* **Selection**:
***
Saudi Arabia, with the Islamic State on the ropes in Iraq, is forging ties to Iraqi Shiite leaders and offering to help fund reconstruction of Mosul and other predominantly Sunni Muslim cities that were devastated in the military campaign against the jihadist group.

The Saudi outreach to Iraqi Prime Minister Haider al-Abadi and controversial Shiite scholar, politician and militia leader Moqtada al-Sadr, who last week held rare talks in Jeddah with Crown Prince Mohammed bin Salman, aims to contain significant Iranian influence in Iraq. Mr. Al-Sadr is widely seen as having balanced his strong sense of nationalism with his relations with Iran. It was his first visit to the kingdom in more than a decade.

Mr. Al-Sadr’s visit was a far cry from the days not so long ago when as a firebrand he railed against the kingdom, prompting an Iraqi poet to declare that “with Moqtada’s help we will destroy Saudi Arabia.”

Mr. Al-Sadr, who has criticized powerful Iranian-sponsored Shiite militias fighting the Islamic State alongside the Iraqi army as well as Iran’s backing of Syrian President Bashar al-Assad, was preceded by Mr. Al-Abadi who was received in the kingdom in June despite having voiced days before his visit opposition to the two-month old Saudi-UAE led diplomatic and economic boycott of Qatar.

Rivalry with Iran is one of the core issues in the Gulf crisis. The Saudi-UAE alliance has demanded that Qatar curtail its relations with Iran, with which it shares the world’s largest gas field.

The Saudi outreach also signals a rare Saudi recognition that Iranian influence is a fact in a vicious proxy war that so far has been largely fought by the kingdom as a zero-sum-game. The proxy war prompted Saudi Arabia’s ill-fated military intervention in Yemen that has brought Yemen to the brink of the abyss as it battles famine and epidemics, aggravated Syria’s brutal civil war, and sparked sectarian tensions across the Muslim world.

Ibrahim al-Marie, a retired Saudi colonel and Riyadh-based security analyst, voiced Saudi expectations of its outreach when he noted that “the significant improvement in Saudi-Iraqi relations, official and non-official, doesn’t mean that Iran’s domination of Iraq has decreased or will decrease. Dealing with all political currents in the Arab world is expected from a country of the kingdom’s size and stature.”

The Saudi outreach, despite Saudi Arabia’s designation of Iranian-backed Lebanese militia Hezbollah as a terrorist organization, constitutes the second time in six months that the kingdom has opted for engagement rather than confrontation.
***
* **Data records**:
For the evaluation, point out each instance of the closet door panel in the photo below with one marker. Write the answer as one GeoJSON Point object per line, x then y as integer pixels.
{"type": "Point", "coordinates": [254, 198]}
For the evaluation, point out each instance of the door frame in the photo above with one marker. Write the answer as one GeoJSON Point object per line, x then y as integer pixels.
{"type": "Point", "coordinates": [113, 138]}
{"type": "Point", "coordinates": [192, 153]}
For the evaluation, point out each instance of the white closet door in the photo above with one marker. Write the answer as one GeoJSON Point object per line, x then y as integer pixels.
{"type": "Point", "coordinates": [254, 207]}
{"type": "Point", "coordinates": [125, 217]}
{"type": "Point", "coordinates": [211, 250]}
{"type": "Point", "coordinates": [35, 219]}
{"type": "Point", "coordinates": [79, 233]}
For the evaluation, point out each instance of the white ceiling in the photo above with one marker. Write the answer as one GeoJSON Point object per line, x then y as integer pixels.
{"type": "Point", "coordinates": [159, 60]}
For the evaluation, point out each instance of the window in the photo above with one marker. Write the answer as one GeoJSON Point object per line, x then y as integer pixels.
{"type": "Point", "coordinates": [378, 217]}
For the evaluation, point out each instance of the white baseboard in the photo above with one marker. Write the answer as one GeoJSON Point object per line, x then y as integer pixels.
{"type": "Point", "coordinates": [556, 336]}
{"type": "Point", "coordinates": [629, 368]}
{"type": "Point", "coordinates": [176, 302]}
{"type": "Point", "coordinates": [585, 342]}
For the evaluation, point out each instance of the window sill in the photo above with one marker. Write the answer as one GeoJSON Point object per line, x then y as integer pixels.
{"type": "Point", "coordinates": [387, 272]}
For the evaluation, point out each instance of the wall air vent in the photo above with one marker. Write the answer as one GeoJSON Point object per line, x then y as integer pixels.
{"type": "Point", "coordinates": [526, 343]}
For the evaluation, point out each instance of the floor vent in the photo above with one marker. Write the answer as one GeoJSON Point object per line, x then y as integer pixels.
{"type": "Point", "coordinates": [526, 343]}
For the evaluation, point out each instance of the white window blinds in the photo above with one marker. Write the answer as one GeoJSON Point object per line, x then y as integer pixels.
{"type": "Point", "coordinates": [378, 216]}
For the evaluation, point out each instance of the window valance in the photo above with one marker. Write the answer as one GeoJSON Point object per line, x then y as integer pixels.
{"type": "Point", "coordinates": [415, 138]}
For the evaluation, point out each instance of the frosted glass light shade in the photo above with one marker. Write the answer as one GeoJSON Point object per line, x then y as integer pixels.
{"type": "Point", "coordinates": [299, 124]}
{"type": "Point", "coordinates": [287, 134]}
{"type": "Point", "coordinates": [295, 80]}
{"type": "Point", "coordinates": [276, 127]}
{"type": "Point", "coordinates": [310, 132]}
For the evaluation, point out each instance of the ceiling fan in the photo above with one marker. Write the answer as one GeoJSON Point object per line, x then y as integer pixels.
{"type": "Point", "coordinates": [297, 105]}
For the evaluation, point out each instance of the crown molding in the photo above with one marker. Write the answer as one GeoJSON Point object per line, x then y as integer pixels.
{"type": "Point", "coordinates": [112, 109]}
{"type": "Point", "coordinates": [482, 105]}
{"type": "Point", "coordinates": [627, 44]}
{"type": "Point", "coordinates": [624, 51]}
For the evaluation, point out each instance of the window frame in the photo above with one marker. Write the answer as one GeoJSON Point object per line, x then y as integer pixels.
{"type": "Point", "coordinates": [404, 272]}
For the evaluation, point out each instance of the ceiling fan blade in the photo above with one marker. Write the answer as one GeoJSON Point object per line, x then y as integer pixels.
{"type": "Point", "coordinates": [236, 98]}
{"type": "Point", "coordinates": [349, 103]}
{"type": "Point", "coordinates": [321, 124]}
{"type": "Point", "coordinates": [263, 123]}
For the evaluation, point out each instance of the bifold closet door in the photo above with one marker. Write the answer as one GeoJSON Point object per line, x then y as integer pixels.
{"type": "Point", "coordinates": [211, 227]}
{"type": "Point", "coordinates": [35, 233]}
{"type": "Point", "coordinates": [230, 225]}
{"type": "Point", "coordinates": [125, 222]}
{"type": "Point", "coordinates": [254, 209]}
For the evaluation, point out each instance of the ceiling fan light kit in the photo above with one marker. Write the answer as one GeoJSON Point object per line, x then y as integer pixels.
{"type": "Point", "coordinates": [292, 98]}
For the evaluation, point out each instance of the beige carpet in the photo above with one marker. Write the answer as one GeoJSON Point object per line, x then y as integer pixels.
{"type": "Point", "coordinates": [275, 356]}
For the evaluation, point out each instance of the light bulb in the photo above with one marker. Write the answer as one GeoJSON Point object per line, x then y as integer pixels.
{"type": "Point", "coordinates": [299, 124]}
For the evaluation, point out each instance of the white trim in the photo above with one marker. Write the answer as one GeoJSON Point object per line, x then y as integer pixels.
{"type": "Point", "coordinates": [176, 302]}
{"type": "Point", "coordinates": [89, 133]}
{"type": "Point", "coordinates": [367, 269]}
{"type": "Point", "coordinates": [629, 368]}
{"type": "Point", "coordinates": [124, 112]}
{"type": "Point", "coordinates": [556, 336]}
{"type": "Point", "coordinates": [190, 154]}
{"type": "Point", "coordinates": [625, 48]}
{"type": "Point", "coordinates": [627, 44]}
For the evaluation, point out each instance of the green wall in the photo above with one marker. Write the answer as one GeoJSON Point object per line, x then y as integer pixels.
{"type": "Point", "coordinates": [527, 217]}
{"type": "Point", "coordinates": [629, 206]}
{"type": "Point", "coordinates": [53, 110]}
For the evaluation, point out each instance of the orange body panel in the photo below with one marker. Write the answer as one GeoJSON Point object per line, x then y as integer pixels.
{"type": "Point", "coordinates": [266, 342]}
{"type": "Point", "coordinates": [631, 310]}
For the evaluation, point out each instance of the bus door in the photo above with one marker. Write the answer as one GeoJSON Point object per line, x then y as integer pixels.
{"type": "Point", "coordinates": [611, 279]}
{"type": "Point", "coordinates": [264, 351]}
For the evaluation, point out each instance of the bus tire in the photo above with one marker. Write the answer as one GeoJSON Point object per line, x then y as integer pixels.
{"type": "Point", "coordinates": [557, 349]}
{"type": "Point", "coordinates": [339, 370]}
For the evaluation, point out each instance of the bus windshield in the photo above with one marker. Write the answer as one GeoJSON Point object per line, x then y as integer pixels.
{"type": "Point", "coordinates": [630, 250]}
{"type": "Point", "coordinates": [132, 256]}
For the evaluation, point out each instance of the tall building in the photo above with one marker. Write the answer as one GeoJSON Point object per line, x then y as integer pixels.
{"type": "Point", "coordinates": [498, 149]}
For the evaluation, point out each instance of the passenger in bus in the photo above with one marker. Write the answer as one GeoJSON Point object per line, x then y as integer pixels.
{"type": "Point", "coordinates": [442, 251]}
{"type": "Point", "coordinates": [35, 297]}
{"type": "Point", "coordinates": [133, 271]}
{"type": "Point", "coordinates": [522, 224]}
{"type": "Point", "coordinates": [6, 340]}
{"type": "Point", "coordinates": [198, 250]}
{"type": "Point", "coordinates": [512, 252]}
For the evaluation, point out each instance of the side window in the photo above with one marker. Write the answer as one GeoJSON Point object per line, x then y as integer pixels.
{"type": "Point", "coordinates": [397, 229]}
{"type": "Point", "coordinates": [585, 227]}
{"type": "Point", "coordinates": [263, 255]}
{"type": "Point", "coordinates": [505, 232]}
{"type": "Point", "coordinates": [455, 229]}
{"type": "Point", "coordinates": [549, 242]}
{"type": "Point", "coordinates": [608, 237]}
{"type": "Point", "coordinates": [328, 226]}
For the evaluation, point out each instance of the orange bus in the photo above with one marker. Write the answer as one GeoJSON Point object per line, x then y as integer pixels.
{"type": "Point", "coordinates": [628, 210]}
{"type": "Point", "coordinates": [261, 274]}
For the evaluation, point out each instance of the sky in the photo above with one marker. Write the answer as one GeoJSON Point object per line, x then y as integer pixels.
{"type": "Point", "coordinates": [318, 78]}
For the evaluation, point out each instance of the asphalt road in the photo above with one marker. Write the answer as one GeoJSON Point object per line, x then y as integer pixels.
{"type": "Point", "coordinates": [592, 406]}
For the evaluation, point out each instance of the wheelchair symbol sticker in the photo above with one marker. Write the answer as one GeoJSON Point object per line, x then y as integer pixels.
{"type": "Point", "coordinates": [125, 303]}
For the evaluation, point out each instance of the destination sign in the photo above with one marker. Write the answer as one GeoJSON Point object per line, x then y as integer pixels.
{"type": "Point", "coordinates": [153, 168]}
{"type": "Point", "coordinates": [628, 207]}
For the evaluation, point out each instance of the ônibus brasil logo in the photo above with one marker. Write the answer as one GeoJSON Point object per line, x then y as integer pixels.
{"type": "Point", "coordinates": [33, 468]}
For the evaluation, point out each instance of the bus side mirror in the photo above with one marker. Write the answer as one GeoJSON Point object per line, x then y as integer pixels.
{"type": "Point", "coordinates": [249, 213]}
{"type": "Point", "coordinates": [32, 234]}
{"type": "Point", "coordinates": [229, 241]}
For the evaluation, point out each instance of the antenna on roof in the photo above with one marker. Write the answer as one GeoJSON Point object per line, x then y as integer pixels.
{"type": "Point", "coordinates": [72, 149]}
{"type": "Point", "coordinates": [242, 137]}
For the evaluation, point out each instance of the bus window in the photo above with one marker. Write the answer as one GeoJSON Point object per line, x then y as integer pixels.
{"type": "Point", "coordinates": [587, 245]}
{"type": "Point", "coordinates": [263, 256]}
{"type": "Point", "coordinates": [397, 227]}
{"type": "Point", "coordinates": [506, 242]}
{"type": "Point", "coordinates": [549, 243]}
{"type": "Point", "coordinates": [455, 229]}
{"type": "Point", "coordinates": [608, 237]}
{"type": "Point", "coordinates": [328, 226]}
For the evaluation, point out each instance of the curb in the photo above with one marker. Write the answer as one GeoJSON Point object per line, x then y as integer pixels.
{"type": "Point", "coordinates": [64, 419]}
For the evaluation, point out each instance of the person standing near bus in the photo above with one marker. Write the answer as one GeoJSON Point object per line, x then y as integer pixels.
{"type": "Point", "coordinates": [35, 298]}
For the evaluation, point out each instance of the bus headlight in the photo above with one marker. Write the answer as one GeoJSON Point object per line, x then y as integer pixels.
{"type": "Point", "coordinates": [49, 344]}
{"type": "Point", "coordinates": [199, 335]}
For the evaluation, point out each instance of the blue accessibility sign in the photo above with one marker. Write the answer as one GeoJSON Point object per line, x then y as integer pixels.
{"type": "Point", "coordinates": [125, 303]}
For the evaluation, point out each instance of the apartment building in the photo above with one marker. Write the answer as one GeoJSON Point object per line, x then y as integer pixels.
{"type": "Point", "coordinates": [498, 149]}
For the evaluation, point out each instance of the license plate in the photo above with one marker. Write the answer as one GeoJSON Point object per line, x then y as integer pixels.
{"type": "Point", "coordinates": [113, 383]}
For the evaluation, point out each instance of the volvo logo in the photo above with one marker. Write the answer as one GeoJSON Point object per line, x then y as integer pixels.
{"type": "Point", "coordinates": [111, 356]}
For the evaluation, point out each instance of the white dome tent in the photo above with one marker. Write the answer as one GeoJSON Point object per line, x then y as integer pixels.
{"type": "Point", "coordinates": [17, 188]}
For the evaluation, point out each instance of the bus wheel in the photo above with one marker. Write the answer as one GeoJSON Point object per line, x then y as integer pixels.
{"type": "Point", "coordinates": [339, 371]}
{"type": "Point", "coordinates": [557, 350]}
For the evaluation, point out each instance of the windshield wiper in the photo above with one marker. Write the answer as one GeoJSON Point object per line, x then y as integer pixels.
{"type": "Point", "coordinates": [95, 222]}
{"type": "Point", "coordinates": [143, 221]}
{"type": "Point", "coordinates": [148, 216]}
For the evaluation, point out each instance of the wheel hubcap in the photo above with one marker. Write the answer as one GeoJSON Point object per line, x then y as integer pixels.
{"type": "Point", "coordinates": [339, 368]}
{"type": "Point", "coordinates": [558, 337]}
***
* **What you will do**:
A. Write out the passage of the article on Saudi outreach to Iraq starting at "The Saudi outreach also" and ending at "the Muslim world.".
B. According to the article on Saudi outreach to Iraq, with which Saudi leader did Moqtada al-Sadr hold talks in Jeddah?
The data have no role in the work that comes next.

* **Answers for this exercise**:
A.
The Saudi outreach also signals a rare Saudi recognition that Iranian influence is a fact in a vicious proxy war that so far has been largely fought by the kingdom as a zero-sum-game. The proxy war prompted Saudi Arabia’s ill-fated military intervention in Yemen that has brought Yemen to the brink of the abyss as it battles famine and epidemics, aggravated Syria’s brutal civil war, and sparked sectarian tensions across the Muslim world.

B. Crown Prince Mohammed bin Salman.